[DATA TO USE Boundary: Start]

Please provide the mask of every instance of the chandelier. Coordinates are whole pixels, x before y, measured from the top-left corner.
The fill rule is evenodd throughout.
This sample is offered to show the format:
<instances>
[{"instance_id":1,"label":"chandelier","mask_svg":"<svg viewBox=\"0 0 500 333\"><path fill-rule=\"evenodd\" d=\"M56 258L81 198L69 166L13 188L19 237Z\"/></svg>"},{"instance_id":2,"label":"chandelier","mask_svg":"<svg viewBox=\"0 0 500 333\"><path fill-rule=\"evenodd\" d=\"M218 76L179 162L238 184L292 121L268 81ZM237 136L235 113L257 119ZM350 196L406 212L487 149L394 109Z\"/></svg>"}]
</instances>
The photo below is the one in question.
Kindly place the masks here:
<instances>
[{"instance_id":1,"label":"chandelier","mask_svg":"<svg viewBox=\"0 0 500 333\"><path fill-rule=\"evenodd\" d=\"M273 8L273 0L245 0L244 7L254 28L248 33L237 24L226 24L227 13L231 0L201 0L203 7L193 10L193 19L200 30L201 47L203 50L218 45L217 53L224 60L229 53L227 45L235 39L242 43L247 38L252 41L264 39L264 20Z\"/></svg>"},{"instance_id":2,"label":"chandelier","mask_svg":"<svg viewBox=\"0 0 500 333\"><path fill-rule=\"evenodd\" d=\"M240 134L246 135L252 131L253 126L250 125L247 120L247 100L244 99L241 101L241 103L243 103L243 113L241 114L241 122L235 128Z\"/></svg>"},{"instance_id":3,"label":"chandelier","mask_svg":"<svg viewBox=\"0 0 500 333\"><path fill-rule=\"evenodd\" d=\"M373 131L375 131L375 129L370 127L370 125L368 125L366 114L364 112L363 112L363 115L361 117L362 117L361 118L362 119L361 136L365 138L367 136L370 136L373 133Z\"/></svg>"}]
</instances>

[DATA TO USE Boundary: End]

_WORK INSTRUCTIONS_
Reproduce exactly, and only, the part of the listing above that begins at the line with "This sample is" and goes on through the line with "The photo below is the one in question.".

_TASK RESULT_
This sample is offered to show the format:
<instances>
[{"instance_id":1,"label":"chandelier","mask_svg":"<svg viewBox=\"0 0 500 333\"><path fill-rule=\"evenodd\" d=\"M56 258L81 198L69 166L13 188L19 237Z\"/></svg>"},{"instance_id":2,"label":"chandelier","mask_svg":"<svg viewBox=\"0 0 500 333\"><path fill-rule=\"evenodd\" d=\"M218 76L179 162L238 184L292 121L268 81ZM237 136L235 113L257 119ZM350 196L406 212L487 149L394 109Z\"/></svg>"}]
</instances>
The photo below is the one in question.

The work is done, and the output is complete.